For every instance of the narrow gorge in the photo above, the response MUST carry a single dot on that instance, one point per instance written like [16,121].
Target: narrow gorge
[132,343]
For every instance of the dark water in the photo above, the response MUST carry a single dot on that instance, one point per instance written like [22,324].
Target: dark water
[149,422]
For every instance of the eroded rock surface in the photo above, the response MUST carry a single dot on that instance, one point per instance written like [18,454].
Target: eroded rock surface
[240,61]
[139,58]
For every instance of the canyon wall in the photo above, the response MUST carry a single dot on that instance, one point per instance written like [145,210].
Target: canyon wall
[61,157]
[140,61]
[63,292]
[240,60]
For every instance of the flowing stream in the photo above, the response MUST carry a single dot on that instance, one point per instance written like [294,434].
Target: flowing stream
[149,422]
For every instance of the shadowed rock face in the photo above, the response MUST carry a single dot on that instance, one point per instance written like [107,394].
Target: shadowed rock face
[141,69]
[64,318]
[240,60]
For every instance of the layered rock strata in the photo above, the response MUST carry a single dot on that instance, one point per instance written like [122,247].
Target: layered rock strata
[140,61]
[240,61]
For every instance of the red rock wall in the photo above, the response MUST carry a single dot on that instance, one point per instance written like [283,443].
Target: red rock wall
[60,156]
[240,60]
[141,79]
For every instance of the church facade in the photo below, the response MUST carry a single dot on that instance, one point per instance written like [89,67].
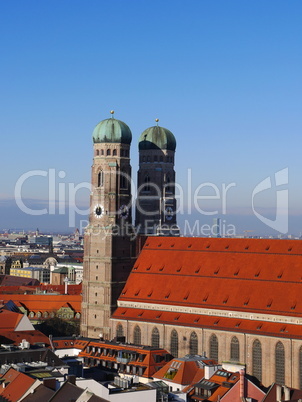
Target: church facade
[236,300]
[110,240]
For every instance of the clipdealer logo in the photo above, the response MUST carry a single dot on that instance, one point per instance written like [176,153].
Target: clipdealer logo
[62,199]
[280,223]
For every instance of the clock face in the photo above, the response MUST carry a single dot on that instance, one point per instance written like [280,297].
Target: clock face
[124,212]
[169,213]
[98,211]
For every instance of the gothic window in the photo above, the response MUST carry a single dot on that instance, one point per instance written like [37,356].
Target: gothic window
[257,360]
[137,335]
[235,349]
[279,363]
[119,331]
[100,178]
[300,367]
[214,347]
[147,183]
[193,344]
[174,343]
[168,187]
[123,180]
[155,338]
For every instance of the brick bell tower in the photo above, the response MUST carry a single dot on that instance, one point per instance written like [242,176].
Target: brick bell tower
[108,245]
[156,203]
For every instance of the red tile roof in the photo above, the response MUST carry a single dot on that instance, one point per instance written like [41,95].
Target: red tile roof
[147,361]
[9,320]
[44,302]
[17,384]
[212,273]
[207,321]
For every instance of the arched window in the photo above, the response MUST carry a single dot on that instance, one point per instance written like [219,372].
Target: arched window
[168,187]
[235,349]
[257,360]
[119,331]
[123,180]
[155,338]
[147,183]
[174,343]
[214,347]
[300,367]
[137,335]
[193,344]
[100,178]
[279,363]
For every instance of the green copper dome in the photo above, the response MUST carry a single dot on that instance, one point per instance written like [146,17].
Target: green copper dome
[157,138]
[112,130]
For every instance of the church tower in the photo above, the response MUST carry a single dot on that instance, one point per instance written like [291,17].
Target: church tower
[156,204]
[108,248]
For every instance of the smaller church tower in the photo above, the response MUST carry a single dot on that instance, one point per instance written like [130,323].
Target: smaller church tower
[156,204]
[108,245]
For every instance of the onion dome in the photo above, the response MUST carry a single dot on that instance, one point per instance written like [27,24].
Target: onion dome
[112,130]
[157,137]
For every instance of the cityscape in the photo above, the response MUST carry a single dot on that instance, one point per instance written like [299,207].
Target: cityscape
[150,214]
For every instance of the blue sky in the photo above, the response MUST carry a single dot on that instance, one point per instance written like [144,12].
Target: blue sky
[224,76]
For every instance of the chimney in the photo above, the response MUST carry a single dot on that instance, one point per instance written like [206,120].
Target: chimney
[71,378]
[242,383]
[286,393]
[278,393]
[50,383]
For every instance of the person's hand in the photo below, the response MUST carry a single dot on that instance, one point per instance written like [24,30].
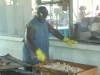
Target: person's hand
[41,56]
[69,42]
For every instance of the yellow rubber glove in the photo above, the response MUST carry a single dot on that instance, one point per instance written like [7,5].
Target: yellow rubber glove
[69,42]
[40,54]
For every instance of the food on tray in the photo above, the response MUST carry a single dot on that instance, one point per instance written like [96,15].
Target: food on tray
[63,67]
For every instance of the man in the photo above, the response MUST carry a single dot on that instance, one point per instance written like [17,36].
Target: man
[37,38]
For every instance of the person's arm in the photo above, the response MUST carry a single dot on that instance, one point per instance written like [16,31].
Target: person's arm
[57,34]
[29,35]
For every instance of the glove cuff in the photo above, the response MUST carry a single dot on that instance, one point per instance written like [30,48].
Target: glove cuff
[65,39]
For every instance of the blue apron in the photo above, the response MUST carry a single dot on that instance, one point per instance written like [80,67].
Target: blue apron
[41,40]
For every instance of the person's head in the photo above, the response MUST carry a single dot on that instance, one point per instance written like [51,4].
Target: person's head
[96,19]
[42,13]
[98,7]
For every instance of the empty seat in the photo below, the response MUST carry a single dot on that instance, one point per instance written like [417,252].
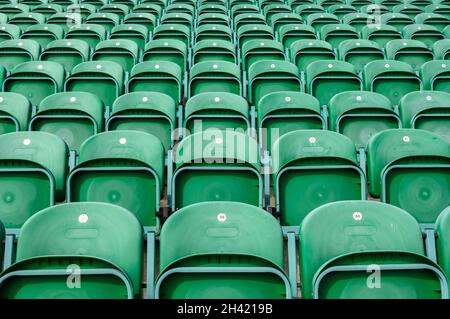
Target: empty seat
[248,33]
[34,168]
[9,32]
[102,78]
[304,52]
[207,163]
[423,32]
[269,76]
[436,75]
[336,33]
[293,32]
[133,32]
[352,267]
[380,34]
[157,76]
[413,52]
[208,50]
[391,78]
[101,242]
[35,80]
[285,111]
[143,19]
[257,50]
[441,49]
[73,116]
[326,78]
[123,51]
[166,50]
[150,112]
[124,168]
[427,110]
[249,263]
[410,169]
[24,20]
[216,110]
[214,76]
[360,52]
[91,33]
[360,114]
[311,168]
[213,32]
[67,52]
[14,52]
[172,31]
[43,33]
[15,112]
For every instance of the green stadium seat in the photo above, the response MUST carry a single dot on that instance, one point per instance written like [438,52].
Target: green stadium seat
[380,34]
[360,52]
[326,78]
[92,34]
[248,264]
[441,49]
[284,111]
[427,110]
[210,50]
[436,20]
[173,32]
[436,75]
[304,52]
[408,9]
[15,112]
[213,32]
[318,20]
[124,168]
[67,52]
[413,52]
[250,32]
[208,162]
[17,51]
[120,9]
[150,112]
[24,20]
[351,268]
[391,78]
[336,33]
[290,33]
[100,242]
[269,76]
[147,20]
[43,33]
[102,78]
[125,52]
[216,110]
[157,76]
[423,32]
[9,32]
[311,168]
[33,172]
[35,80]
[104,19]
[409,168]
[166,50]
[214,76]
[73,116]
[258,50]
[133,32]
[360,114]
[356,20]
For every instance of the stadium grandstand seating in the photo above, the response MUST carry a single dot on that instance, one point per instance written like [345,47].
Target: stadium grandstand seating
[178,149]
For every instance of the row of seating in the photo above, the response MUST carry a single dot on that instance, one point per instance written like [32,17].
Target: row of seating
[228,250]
════════
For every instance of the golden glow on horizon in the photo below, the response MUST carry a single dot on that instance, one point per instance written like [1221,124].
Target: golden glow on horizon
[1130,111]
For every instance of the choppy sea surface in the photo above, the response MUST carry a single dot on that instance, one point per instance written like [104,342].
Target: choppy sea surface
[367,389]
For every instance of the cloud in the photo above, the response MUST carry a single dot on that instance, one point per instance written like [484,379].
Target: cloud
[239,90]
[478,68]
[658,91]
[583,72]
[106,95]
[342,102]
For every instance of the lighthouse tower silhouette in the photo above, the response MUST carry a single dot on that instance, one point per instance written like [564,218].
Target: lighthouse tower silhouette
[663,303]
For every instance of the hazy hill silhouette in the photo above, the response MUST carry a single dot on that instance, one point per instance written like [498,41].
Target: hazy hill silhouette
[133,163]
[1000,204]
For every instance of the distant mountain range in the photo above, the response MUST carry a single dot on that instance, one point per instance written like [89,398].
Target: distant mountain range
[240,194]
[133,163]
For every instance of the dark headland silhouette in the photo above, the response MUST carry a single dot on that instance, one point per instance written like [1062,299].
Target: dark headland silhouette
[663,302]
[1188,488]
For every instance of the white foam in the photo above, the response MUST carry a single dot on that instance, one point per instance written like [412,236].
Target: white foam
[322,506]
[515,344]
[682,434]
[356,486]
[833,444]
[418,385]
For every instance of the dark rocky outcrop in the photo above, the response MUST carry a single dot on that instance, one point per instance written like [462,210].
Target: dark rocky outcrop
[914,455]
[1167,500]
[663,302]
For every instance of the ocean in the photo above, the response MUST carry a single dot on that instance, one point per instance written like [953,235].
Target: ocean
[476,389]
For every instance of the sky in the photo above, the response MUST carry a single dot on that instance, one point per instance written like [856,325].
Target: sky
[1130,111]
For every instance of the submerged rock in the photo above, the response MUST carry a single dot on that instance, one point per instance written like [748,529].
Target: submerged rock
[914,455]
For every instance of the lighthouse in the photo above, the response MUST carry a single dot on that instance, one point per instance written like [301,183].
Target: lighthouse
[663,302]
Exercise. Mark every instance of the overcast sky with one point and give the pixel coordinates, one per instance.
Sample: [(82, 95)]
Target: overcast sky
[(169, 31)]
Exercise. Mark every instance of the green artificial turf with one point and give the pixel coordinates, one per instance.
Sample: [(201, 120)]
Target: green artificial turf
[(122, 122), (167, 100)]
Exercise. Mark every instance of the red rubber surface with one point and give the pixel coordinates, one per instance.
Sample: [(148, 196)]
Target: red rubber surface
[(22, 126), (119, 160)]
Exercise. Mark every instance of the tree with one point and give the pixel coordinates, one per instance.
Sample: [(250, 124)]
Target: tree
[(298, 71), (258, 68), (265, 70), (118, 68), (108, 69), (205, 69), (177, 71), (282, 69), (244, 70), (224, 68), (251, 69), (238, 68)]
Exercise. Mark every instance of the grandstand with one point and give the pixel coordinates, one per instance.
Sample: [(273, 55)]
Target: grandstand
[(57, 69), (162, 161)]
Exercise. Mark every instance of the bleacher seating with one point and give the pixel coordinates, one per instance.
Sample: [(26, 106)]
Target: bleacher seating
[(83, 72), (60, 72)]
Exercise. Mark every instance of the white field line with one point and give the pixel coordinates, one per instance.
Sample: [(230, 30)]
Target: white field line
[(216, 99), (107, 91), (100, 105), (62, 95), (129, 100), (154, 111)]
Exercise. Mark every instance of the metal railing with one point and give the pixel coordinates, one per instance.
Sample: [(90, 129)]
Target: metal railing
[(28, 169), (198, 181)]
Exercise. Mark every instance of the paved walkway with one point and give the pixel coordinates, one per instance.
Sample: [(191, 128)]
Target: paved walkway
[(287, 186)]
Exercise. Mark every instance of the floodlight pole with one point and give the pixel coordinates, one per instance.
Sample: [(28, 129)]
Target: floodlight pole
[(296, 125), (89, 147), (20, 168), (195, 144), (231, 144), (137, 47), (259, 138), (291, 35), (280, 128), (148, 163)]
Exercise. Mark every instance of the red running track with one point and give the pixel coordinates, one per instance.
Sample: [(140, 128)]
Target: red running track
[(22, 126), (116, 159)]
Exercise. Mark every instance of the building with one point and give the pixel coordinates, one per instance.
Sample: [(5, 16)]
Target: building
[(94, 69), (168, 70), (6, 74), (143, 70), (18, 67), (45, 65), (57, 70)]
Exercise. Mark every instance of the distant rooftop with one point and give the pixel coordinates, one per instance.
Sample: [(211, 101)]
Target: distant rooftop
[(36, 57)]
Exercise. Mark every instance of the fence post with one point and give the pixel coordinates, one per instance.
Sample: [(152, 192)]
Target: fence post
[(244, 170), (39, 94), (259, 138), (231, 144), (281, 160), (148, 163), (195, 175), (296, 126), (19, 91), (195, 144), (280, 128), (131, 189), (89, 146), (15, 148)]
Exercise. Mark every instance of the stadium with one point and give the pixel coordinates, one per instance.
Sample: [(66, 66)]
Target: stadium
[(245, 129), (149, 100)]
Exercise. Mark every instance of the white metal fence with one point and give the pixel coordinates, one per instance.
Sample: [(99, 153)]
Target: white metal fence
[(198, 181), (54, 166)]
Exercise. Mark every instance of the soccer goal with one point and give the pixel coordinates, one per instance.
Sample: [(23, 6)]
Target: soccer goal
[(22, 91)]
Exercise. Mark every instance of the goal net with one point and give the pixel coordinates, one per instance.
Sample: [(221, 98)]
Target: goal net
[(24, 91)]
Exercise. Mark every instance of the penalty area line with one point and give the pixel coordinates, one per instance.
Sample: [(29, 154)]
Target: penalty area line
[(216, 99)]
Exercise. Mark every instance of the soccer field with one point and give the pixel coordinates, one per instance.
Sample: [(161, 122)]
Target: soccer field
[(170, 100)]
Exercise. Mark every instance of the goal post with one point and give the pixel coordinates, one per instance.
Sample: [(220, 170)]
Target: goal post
════════
What you are asked to do: Pick out and copy each line in the entries above that contains the word "penalty".

Expected output:
Exercise. Mark every instance of the penalty area line with one point and give the pixel coordinates, one per instance.
Target: penalty area line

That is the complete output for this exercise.